SUPPLIED INFORMATION below:

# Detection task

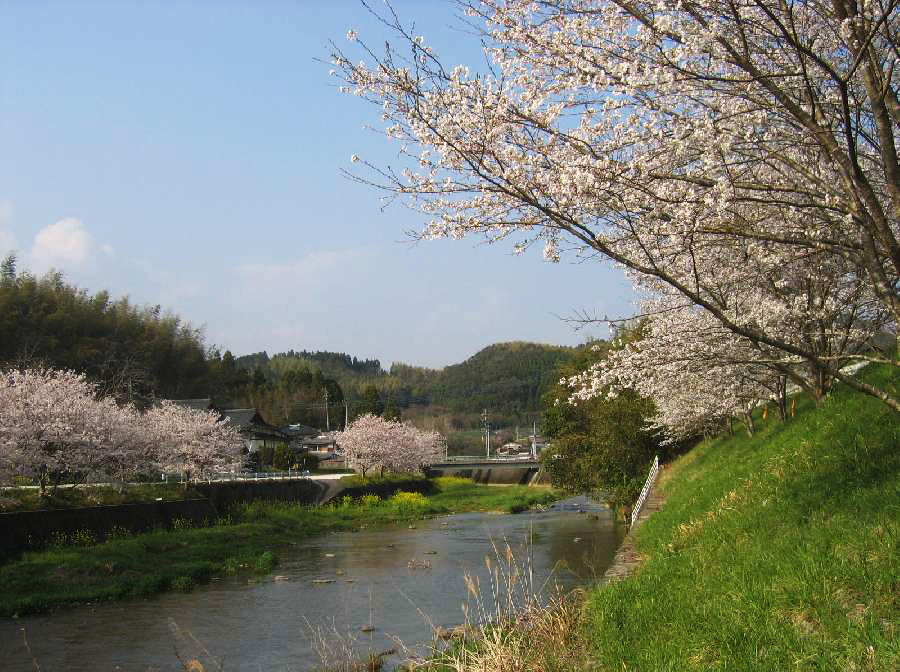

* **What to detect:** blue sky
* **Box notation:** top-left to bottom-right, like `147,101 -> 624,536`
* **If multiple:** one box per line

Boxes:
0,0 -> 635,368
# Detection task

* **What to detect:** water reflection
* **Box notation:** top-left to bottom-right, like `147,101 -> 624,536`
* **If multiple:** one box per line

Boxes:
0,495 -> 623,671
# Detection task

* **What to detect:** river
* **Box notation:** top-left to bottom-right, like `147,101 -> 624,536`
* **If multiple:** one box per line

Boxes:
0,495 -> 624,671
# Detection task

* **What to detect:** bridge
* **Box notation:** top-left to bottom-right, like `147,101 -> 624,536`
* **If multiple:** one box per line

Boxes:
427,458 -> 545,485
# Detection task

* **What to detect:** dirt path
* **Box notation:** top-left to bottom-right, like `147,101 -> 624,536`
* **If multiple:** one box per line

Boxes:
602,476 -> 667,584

End of SUPPLIED INFORMATION.

§ **TASK TO COMPLETE**: Wherever "What" occurs in the entries above, copy the line it sits on.

§ **ANSWER TO THIS EXERCISE**:
* **What to detect:** blue sky
* **What to detect:** water reflection
* **What to detect:** river
* **What to detect:** bridge
* **What to detect:** dirt path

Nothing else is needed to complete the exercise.